### TEXT EXCERPT
####

The rosy outlook for the sector primarily stems from the Emirate’s success in handling the Covid-19 situation, the official pointed out. This has reassured the world that the UAE is one of the safest, most attractive destinations amid the pandemic.

“The health programme, the vaccination programme, and the way that the government foresaw the challenges and had been very proactive in its decision-making have paid huge dividends. Our international reputation as a destination has been greatly enhanced,” Griffiths said.

People are interested in flying in to either live and work in Dubai or visit the city, “and that has greatly increased over the last two years”, he added.

“(That’s why) I’m confident that the growth that we’re seeing now will be sustainable.”

Over 5m PCR tests done at Dubai Airports

Besides the proactive approach, a key part of the UAE’s successful Covid response is the government’s consistency in implementing precautionary measures and travel regulations.

“Some countries were differentiating between which visitors they would accept and not, and it wasn’t on health grounds in a lot of occasions...That greatly dented the confidence in travel. The UAE Government has never done that. What they did is that they took sensible measures, announced those measures, applied them strictly and then stuck to them,” Griffiths said. “You always knew that if you left Dubai, you could get back in.” Dubai also built the world’s largest on-site Covid testing facility at an airport.

“I think we’ve done more than five million PCR tests here at the airport. This was a unique service that we were able to provide, whereas airports in other countries were just not able to match this,” the official said.

Rising demand

With travel bouncing back, keeping up with the fastgrowing demand now becomes a priority.

“Can the airlines and hotels keep pace with the demand at the moment? More than half the world’s population experienced lockdown at some stage. People couldn’t travel for two three years...People are now saying they want to put Covid behind them and travel. That’s why I think we’re seeing such a massive surge in bookings over the last few months,” Griffiths said.

####

### WORK TO COMPLETE
1/ In the excerpt on Dubai's travel recovery, repeat word for word the passage from "Besides the proactive" to "at an airport.".
2/ Answer these questions using the excerpt on Dubai's travel recovery:
(a) According to Griffiths, how many PCR tests have been done at the airport?
(b) What did Dubai build at an airport?
(c) Over what period does Griffiths say interest in flying in to live, work, or visit Dubai has greatly increased?
The data after this point come from a separate source.

### SOURCE INFORMATION
####

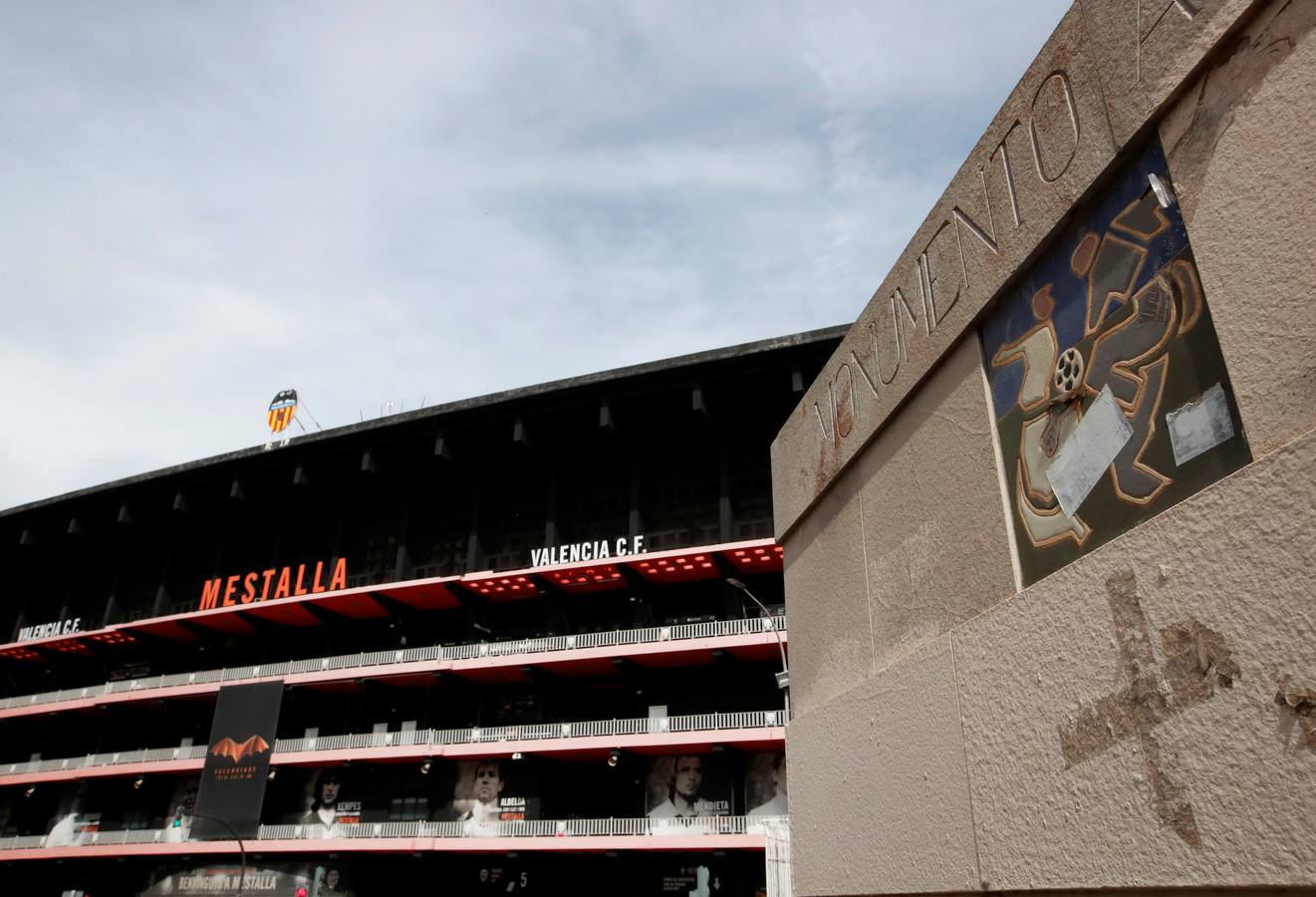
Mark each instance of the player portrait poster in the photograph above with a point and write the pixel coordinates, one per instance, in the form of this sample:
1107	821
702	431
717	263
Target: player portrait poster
490	790
765	784
687	786
329	798
237	760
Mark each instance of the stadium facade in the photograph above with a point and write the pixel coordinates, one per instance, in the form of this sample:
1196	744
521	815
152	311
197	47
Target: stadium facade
527	643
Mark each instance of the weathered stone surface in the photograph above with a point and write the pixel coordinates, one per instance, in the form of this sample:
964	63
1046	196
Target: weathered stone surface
933	523
828	601
1045	147
884	801
1138	716
1244	166
1145	49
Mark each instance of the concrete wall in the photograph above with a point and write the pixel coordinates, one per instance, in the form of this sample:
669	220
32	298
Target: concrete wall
1145	717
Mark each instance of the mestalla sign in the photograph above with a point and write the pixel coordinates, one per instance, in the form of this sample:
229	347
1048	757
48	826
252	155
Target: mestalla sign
274	584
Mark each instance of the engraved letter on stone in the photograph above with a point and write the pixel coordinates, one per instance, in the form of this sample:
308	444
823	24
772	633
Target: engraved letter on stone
1032	127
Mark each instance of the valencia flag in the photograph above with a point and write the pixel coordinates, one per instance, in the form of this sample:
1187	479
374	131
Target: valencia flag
282	409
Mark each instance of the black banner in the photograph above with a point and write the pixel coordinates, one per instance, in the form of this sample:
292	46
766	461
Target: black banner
237	761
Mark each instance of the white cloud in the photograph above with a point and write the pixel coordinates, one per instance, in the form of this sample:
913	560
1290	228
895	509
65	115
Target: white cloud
209	203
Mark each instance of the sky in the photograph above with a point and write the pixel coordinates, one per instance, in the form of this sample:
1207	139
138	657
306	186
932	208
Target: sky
201	204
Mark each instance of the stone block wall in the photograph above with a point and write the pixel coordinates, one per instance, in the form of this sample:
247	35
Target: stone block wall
971	710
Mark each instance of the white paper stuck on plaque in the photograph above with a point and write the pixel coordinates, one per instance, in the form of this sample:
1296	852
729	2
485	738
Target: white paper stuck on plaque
1090	449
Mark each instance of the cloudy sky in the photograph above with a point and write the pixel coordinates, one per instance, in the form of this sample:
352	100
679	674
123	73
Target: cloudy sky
205	203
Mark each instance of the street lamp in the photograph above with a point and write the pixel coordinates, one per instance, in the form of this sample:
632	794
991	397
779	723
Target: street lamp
783	679
177	819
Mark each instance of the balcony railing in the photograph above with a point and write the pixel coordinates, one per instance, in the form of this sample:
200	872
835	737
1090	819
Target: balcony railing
435	830
376	659
430	737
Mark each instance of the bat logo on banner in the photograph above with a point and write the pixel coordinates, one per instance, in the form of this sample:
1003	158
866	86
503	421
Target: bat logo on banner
226	748
282	409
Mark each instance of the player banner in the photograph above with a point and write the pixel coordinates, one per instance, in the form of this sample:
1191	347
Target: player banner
246	718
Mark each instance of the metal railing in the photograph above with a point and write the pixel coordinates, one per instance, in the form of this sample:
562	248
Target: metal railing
430	737
553	643
426	830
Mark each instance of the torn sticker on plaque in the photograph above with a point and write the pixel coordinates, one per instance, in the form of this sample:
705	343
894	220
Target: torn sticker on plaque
1199	426
1090	449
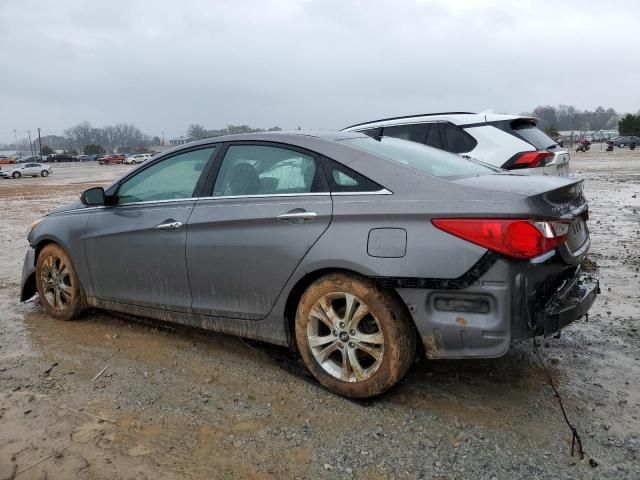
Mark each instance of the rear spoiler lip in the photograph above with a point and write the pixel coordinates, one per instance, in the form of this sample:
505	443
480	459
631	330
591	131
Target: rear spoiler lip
576	212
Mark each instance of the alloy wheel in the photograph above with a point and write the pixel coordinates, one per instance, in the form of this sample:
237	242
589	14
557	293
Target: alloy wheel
56	283
345	337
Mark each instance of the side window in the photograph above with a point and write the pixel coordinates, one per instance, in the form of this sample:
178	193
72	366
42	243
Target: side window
372	132
457	140
173	178
343	179
266	170
416	132
433	139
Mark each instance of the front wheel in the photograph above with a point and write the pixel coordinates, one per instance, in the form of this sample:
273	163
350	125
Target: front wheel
353	336
58	284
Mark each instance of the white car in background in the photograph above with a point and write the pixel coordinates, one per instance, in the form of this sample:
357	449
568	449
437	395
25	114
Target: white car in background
26	170
512	142
137	158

####

### YOUR WRITTEN ANSWERS
1/
Besides the proactive approach, a key part of the UAE’s successful Covid response is the government’s consistency in implementing precautionary measures and travel regulations.

“Some countries were differentiating between which visitors they would accept and not, and it wasn’t on health grounds in a lot of occasions...That greatly dented the confidence in travel. The UAE Government has never done that. What they did is that they took sensible measures, announced those measures, applied them strictly and then stuck to them,” Griffiths said. “You always knew that if you left Dubai, you could get back in.” Dubai also built the world’s largest on-site Covid testing facility at an airport.

2/
(a) More than five million.
(b) The world's largest on-site Covid testing facility at an airport.
(c) The last two years.